**INSTRUCTIONS TO FOLLOW**
Everything from the line containing "# Mark every sheep's hoof with a bounding box" through the end of the entries should be output exactly; nothing before it is wanted.

**RECORDED INFORMATION**
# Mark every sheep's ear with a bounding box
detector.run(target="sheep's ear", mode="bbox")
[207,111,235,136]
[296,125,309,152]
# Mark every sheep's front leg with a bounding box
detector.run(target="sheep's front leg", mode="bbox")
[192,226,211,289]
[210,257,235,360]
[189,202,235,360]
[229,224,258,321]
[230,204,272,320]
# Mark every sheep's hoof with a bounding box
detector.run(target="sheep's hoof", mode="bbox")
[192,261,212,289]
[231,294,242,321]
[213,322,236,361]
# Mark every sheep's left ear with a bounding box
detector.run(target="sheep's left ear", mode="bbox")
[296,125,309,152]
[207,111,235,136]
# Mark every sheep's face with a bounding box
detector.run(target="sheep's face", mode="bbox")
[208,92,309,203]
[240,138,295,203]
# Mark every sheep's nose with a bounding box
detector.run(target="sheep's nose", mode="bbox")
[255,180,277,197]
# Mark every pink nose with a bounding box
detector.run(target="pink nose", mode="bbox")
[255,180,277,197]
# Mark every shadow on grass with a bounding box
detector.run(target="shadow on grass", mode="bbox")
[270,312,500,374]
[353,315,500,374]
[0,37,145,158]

**COMPLETED EXERCISE**
# Mark every sheep's hoof with a bounding box
detector.run(target="sheep's hoof", mode="bbox")
[192,261,212,289]
[231,294,242,321]
[213,322,236,361]
# Mark every sheep's left ear with a bounding box
detector.run(target="sheep's left ear", mode="bbox")
[296,125,309,152]
[207,111,235,136]
# Mark every sheep's face with a bounding box
detector.run(target="sheep's face", mode="bbox")
[208,92,309,203]
[240,138,295,203]
# Mark every sheep's nose with a bounding box
detector.run(target="sheep's nose", mode="bbox")
[255,180,277,197]
# Mark every pink nose with a bounding box
detector.run(target="pink nose", mode="bbox")
[255,180,277,197]
# Mark every shadow on grass with a bounding box
detector.run(target="shadow on grass", mode="bbox")
[270,312,500,374]
[353,315,500,374]
[0,37,145,158]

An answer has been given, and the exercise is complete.